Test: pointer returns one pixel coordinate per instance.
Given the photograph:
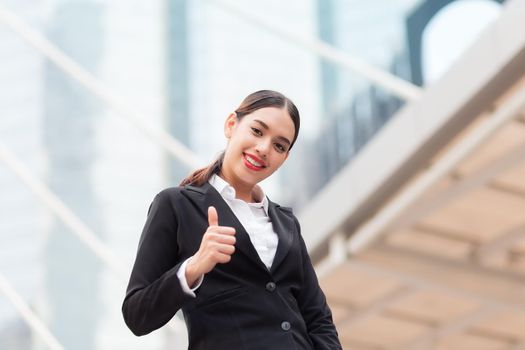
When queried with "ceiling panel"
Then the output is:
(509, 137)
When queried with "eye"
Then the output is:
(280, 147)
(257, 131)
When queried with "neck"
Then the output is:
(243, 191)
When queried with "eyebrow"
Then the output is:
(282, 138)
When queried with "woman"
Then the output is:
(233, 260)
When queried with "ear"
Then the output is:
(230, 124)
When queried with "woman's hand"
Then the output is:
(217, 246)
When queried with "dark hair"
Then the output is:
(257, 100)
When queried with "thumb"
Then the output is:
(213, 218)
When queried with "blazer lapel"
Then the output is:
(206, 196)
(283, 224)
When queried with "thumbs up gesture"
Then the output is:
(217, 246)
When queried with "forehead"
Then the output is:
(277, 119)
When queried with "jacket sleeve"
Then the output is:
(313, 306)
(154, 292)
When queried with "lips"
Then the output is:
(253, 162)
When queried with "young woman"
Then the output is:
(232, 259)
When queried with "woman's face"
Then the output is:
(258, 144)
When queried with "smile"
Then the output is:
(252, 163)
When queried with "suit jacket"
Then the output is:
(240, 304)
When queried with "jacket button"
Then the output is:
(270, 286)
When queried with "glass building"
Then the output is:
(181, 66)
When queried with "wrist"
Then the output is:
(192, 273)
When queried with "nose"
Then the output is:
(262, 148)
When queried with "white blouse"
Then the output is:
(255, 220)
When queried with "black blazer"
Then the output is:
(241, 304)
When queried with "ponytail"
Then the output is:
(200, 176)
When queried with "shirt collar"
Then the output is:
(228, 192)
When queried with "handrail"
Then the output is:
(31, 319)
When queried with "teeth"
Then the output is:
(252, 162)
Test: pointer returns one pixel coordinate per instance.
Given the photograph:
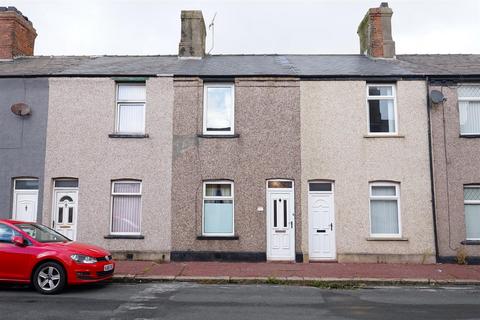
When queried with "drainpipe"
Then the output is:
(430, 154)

==

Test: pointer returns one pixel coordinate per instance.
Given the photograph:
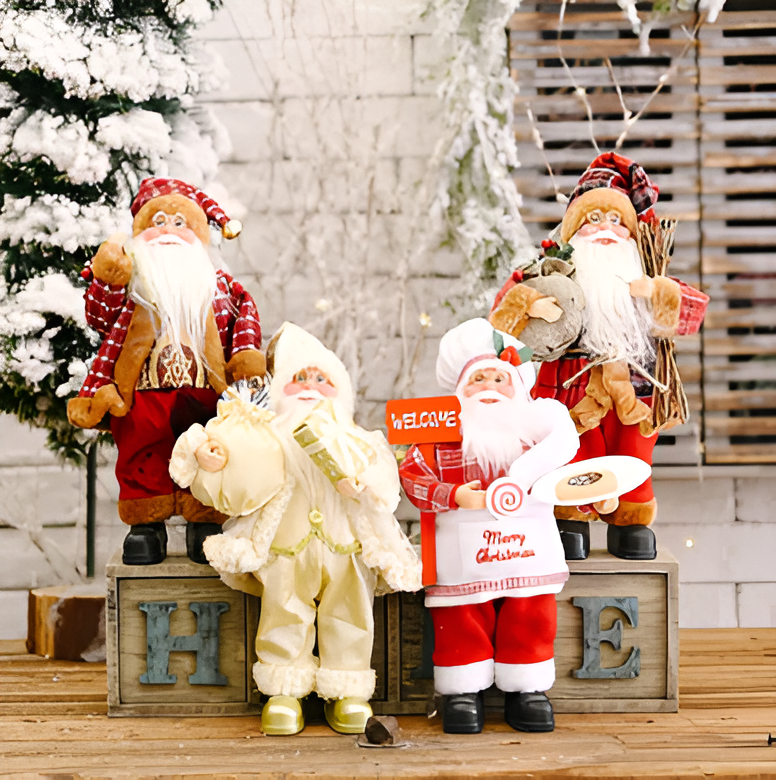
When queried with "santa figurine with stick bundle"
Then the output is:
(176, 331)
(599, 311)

---

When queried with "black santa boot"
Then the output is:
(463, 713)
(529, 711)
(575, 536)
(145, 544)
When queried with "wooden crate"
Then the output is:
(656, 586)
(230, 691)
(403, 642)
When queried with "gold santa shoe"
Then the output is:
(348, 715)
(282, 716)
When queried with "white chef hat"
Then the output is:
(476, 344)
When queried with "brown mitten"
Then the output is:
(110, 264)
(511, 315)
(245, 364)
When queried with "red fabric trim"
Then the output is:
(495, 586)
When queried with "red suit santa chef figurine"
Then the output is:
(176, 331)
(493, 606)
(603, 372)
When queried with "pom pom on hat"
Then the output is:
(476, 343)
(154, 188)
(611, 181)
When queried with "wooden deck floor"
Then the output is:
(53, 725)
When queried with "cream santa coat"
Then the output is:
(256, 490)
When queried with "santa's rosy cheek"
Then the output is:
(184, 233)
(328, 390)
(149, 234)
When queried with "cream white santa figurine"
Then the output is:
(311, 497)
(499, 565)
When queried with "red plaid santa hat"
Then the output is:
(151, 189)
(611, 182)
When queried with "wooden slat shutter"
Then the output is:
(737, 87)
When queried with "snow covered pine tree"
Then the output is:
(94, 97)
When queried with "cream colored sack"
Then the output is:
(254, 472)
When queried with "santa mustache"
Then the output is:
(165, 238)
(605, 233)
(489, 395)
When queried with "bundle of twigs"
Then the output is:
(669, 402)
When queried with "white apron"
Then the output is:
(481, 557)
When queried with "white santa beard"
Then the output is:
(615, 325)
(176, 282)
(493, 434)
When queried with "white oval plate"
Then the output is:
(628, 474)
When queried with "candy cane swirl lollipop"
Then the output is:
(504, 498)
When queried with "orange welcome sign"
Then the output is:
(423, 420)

WRITTEN PROBLEM:
Which lines in the rows above contain the string "bundle"? Copy each of them in full, and treat uppercase and lowercase letters as distinct.

SOLUTION FOR THIS TASK:
When queried with "santa figurine with stick bundle"
When queried with "bundle of twigs"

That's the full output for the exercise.